What this task involves =
Leave out every line that comes before the one containing "of the horizon", and reproduce the rest of the listing below exactly, through its last line.

Records provided =
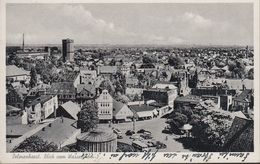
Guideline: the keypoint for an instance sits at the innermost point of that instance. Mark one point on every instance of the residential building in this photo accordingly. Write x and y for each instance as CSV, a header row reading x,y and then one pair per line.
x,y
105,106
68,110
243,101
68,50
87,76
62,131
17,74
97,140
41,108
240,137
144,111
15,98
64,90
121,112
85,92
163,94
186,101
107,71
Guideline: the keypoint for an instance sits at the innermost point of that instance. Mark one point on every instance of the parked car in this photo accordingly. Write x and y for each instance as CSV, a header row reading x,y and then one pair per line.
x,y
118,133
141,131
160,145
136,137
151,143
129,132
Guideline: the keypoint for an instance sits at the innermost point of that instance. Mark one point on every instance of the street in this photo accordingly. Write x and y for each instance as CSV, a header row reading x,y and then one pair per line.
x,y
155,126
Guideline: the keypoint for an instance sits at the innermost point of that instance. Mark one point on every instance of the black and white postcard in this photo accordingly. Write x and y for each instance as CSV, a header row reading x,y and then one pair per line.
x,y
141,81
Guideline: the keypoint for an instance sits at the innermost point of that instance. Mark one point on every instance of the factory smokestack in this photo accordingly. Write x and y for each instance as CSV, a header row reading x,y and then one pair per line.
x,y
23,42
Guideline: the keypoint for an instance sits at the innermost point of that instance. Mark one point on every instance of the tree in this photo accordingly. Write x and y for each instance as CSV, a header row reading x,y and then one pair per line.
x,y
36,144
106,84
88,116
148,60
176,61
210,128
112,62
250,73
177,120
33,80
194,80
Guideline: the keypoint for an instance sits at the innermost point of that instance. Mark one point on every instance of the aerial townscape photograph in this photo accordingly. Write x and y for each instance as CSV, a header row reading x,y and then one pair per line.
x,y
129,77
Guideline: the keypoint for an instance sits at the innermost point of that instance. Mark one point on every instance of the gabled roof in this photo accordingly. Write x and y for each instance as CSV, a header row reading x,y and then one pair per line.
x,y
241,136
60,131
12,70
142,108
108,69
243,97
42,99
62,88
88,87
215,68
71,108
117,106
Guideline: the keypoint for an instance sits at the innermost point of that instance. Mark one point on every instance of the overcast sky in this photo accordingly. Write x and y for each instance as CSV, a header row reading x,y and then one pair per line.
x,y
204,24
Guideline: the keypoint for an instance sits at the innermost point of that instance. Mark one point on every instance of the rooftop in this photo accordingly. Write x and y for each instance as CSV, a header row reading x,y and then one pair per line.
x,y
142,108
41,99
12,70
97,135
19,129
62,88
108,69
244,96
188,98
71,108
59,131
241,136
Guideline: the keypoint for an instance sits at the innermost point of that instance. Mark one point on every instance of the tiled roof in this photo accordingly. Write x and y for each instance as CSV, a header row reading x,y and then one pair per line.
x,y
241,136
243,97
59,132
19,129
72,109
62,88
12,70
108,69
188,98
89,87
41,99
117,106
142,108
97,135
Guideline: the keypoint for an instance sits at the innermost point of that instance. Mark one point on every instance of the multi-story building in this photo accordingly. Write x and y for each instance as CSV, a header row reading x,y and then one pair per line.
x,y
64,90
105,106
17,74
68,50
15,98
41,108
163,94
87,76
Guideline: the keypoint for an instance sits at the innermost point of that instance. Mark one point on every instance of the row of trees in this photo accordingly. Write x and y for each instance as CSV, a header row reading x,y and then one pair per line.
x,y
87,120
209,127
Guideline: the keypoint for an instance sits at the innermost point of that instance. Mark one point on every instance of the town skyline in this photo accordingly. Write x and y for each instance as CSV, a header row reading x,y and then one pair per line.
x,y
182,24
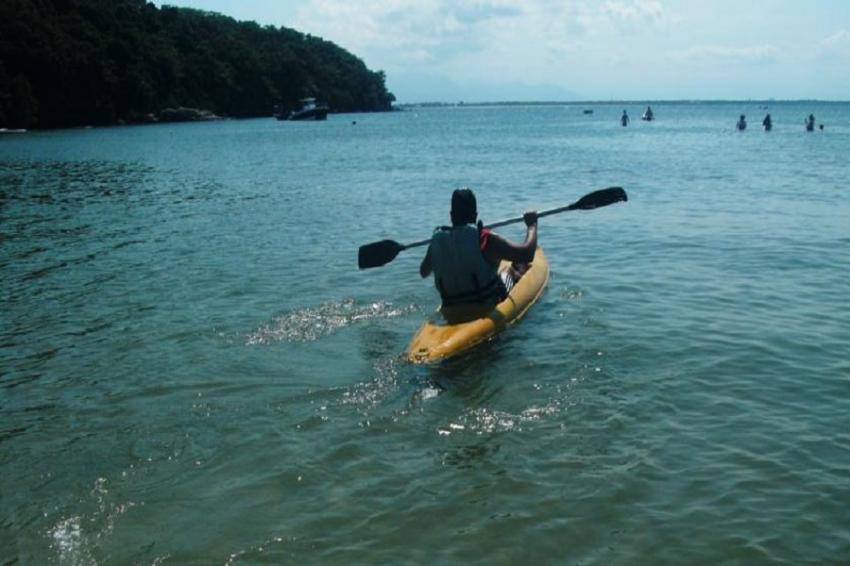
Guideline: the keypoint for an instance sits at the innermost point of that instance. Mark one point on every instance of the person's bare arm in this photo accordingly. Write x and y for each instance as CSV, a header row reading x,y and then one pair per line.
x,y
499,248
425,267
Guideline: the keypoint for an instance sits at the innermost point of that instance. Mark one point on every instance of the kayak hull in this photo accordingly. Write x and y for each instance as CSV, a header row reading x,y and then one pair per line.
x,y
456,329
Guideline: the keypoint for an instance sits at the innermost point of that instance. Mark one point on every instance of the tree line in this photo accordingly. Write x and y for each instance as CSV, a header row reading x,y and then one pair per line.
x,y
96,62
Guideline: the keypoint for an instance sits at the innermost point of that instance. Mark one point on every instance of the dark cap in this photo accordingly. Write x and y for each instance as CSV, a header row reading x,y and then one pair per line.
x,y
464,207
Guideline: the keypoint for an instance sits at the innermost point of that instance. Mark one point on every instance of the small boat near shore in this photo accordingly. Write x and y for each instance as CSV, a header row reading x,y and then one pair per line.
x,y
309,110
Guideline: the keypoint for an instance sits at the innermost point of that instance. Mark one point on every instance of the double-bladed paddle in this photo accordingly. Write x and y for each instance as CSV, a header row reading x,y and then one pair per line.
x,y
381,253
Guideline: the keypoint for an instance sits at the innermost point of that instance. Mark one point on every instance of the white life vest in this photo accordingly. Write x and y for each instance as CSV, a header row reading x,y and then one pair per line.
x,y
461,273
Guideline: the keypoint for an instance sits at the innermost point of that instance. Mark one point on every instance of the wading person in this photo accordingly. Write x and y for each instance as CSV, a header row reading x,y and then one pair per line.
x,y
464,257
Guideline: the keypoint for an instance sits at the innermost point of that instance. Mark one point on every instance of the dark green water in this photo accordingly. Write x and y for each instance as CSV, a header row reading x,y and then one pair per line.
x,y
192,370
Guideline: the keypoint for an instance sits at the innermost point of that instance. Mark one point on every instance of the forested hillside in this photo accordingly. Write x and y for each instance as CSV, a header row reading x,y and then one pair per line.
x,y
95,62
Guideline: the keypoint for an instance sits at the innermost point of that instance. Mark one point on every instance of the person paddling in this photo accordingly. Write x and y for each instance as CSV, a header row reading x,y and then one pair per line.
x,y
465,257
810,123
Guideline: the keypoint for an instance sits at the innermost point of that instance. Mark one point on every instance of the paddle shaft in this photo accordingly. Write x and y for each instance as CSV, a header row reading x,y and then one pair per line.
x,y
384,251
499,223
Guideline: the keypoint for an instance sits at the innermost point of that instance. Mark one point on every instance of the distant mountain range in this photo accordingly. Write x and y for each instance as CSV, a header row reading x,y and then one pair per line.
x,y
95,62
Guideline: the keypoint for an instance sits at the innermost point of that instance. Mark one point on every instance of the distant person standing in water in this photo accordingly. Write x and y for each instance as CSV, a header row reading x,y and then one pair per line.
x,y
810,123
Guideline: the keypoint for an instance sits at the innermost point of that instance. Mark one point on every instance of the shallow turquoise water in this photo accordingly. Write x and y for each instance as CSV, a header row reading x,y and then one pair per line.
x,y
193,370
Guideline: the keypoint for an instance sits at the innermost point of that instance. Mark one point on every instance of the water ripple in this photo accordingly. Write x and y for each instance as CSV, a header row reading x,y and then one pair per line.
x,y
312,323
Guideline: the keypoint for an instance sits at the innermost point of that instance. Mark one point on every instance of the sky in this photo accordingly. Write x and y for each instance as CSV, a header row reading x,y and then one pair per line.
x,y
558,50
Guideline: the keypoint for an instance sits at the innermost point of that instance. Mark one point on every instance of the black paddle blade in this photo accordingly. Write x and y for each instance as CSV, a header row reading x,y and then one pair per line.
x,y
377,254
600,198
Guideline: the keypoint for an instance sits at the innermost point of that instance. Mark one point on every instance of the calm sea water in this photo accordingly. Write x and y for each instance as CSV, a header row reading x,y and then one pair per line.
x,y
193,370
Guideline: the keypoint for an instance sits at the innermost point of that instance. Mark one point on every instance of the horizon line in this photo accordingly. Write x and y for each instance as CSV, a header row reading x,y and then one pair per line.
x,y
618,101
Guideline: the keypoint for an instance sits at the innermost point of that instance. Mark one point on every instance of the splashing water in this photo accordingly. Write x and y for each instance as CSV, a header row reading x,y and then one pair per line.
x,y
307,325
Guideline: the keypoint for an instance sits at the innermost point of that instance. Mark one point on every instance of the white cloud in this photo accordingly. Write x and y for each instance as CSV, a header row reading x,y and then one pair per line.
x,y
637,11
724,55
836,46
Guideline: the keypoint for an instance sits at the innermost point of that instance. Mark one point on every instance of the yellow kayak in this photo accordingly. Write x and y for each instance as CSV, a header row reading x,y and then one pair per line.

Solution to this exercise =
Guideline: the keypoint for an instance sits at the innermost point of that instance. Mark one point on every instance of the horizon line in this photo accordingly. Write x and y for each instance as CSV, a header row reading x,y and then one pair per line.
x,y
618,101
Guideline: the keypoint for an instance sits at the innermost point of that instance. Mark one point on every instance of the splashing water in this photo accordingly. Write x and y for each instance as CSV, a header row reading x,y and then one pair per line.
x,y
307,325
Guideline: the keypoint for an instance sits at the innermost point of that instance. Mark one point on every instance of the white cloud in this photo accordingly. Write x and y for each instance as CSV, a header row reading x,y and then one pair per line.
x,y
637,11
724,55
836,46
Guideline: the keypoint for an instance sits at the innermost point of that instance. Mark one point on every instance of the yellow kayak in this photo accordingly. Write x and y for each instance as CSV, a header row reading x,y and then one pair per line.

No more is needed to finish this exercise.